Which lines in the data below contain the word "wooden"? List each of those lines in full, and treat uppercase and lowercase as different.

Start Dataset records

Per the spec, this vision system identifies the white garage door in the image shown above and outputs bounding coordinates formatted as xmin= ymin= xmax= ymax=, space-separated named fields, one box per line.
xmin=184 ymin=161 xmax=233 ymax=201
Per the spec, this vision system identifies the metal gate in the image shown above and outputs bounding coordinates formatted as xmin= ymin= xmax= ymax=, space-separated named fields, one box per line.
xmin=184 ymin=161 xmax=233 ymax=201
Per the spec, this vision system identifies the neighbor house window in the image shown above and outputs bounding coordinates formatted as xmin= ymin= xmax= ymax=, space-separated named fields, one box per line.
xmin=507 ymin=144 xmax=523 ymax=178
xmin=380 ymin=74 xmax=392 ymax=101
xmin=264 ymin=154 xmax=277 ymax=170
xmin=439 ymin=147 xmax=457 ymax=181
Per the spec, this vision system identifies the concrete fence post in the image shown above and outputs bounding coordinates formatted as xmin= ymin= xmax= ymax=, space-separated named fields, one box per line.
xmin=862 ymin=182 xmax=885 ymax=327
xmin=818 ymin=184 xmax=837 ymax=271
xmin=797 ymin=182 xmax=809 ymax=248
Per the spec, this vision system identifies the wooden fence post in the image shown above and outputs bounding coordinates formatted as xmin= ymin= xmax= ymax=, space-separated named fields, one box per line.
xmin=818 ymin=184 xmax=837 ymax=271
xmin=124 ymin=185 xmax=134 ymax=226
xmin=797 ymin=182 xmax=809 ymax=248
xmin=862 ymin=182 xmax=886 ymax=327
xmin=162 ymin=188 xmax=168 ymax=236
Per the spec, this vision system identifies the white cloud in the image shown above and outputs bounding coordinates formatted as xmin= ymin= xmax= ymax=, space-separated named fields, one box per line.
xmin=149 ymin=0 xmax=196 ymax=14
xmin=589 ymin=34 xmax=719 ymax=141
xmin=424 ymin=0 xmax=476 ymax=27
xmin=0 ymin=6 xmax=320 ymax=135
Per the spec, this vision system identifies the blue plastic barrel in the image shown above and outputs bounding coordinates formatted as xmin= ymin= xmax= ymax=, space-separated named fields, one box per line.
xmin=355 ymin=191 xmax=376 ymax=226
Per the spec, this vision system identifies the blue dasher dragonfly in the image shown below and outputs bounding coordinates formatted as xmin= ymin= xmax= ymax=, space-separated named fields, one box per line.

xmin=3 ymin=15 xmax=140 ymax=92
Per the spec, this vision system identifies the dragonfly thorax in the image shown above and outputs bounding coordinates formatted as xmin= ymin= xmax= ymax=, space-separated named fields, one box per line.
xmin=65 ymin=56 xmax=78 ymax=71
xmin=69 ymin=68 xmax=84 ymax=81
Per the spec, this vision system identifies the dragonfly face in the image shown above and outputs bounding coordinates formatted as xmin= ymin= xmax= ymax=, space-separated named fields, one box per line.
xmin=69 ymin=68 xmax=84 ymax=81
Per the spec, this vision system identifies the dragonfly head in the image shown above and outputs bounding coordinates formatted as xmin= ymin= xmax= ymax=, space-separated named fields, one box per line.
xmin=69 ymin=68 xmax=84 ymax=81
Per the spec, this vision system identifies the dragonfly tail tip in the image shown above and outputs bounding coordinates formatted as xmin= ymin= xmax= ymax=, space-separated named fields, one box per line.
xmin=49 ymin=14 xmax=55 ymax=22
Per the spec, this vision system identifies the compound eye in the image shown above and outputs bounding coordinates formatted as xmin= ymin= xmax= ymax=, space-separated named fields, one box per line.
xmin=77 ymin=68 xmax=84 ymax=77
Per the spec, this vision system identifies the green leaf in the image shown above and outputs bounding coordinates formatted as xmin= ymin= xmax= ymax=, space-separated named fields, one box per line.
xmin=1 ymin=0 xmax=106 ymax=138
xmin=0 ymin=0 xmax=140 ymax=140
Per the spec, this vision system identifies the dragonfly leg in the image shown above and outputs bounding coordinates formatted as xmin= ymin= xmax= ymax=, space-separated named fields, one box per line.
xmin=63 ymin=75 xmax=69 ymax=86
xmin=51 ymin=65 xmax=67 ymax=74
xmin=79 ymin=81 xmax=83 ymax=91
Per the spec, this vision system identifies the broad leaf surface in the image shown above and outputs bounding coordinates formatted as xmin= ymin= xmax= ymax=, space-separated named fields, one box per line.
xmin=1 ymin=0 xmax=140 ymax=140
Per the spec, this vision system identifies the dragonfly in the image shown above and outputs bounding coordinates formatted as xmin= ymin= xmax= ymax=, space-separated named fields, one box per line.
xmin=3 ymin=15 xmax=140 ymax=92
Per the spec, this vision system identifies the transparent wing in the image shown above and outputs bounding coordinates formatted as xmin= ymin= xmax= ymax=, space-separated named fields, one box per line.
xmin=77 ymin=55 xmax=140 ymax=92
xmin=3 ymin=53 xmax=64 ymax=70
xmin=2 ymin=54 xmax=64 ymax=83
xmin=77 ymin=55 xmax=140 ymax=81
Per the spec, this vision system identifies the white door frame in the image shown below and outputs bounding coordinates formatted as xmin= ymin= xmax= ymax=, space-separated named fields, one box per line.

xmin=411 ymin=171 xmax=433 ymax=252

End Dataset records

**Expected output**
Per the spec, this vision system identifies the wooden fence post in the image shown above and outputs bounding coordinates formatted as xmin= ymin= xmax= ymax=, space-separated named fields, one box per line.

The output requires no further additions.